> _EXERCISE REQUIREMENTS_
Would you return all of this data exactly, leaving nothing out?

> _DATA PROVIDED_
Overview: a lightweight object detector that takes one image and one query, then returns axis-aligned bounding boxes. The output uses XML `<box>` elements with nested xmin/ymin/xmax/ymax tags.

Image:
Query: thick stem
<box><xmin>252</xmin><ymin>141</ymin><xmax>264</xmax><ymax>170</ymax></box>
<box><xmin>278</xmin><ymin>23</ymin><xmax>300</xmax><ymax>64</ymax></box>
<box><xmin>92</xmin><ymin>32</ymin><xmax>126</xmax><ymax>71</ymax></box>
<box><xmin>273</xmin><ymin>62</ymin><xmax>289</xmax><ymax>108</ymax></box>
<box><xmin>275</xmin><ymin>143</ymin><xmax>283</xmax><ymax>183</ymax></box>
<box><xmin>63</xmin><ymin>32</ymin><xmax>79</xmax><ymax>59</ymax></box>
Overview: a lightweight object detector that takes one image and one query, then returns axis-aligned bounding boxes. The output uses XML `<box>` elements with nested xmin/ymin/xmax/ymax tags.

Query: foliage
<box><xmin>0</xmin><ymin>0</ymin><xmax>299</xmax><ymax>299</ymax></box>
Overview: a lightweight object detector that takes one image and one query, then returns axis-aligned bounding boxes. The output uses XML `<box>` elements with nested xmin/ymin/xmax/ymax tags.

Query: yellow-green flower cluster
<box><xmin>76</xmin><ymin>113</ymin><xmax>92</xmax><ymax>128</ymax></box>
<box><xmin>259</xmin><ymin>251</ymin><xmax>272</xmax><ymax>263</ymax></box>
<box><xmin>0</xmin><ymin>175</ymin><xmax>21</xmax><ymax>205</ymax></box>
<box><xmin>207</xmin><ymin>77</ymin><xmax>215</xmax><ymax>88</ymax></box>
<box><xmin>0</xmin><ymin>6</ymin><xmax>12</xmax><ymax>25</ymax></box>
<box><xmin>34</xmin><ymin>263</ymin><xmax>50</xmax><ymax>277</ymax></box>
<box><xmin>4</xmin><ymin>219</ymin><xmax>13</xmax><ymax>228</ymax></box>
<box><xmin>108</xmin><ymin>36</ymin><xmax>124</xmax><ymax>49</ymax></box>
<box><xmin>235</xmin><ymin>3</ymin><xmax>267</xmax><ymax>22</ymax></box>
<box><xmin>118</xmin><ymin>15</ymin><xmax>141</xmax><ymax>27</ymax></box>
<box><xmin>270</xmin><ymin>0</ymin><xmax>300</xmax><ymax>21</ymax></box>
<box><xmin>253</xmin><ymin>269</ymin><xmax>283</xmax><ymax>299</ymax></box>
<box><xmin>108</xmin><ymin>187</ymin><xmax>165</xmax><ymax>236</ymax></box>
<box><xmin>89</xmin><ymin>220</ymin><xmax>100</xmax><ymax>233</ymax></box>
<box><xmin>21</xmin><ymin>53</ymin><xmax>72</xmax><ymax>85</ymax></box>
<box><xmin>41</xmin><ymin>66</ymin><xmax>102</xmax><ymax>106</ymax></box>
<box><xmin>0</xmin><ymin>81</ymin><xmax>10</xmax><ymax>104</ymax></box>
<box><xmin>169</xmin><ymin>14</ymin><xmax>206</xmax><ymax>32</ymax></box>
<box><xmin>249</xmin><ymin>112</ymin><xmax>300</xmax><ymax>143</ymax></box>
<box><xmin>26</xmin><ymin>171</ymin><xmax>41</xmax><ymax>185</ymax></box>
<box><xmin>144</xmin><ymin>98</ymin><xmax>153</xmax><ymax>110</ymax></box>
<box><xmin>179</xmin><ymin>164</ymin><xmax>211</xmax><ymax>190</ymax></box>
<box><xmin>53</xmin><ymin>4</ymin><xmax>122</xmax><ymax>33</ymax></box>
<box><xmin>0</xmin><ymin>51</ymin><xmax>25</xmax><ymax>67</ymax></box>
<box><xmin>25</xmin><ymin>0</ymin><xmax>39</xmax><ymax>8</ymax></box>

> _EXERCISE RESULT_
Overview: a lightweight object detector that takes one image and one query, then returns axis-aligned bounding boxes. The output uses XML `<box>` elements with nested xmin/ymin/xmax/ymax tags.

Image:
Query: thick stem
<box><xmin>252</xmin><ymin>141</ymin><xmax>264</xmax><ymax>170</ymax></box>
<box><xmin>278</xmin><ymin>23</ymin><xmax>300</xmax><ymax>64</ymax></box>
<box><xmin>92</xmin><ymin>32</ymin><xmax>126</xmax><ymax>71</ymax></box>
<box><xmin>273</xmin><ymin>62</ymin><xmax>289</xmax><ymax>108</ymax></box>
<box><xmin>275</xmin><ymin>143</ymin><xmax>283</xmax><ymax>183</ymax></box>
<box><xmin>63</xmin><ymin>32</ymin><xmax>79</xmax><ymax>59</ymax></box>
Overview: a lightweight object detector that takes one image and one query, then returns axis-aligned bounding boxes. The output uses XML `<box>` elements with nested xmin/ymin/xmax/ymax tags.

Query: foliage
<box><xmin>0</xmin><ymin>0</ymin><xmax>299</xmax><ymax>299</ymax></box>
Overview: a lightweight object detector that takes one image and one query, then returns axis-aligned bounding boxes. The output uses XML `<box>` elements with nested xmin/ymin/xmax/ymax tags.

Query: yellow-green flower cluster
<box><xmin>76</xmin><ymin>113</ymin><xmax>92</xmax><ymax>128</ymax></box>
<box><xmin>259</xmin><ymin>251</ymin><xmax>272</xmax><ymax>263</ymax></box>
<box><xmin>0</xmin><ymin>175</ymin><xmax>21</xmax><ymax>205</ymax></box>
<box><xmin>207</xmin><ymin>77</ymin><xmax>215</xmax><ymax>88</ymax></box>
<box><xmin>0</xmin><ymin>6</ymin><xmax>12</xmax><ymax>25</ymax></box>
<box><xmin>34</xmin><ymin>263</ymin><xmax>50</xmax><ymax>277</ymax></box>
<box><xmin>4</xmin><ymin>219</ymin><xmax>13</xmax><ymax>228</ymax></box>
<box><xmin>108</xmin><ymin>36</ymin><xmax>124</xmax><ymax>49</ymax></box>
<box><xmin>235</xmin><ymin>3</ymin><xmax>267</xmax><ymax>22</ymax></box>
<box><xmin>118</xmin><ymin>15</ymin><xmax>141</xmax><ymax>27</ymax></box>
<box><xmin>270</xmin><ymin>0</ymin><xmax>300</xmax><ymax>21</ymax></box>
<box><xmin>253</xmin><ymin>269</ymin><xmax>283</xmax><ymax>299</ymax></box>
<box><xmin>108</xmin><ymin>187</ymin><xmax>165</xmax><ymax>236</ymax></box>
<box><xmin>89</xmin><ymin>220</ymin><xmax>100</xmax><ymax>233</ymax></box>
<box><xmin>21</xmin><ymin>53</ymin><xmax>72</xmax><ymax>85</ymax></box>
<box><xmin>41</xmin><ymin>66</ymin><xmax>102</xmax><ymax>106</ymax></box>
<box><xmin>0</xmin><ymin>81</ymin><xmax>10</xmax><ymax>104</ymax></box>
<box><xmin>169</xmin><ymin>14</ymin><xmax>206</xmax><ymax>32</ymax></box>
<box><xmin>249</xmin><ymin>112</ymin><xmax>300</xmax><ymax>143</ymax></box>
<box><xmin>26</xmin><ymin>171</ymin><xmax>41</xmax><ymax>185</ymax></box>
<box><xmin>144</xmin><ymin>98</ymin><xmax>153</xmax><ymax>110</ymax></box>
<box><xmin>179</xmin><ymin>164</ymin><xmax>211</xmax><ymax>190</ymax></box>
<box><xmin>53</xmin><ymin>4</ymin><xmax>122</xmax><ymax>33</ymax></box>
<box><xmin>0</xmin><ymin>51</ymin><xmax>25</xmax><ymax>67</ymax></box>
<box><xmin>25</xmin><ymin>0</ymin><xmax>39</xmax><ymax>8</ymax></box>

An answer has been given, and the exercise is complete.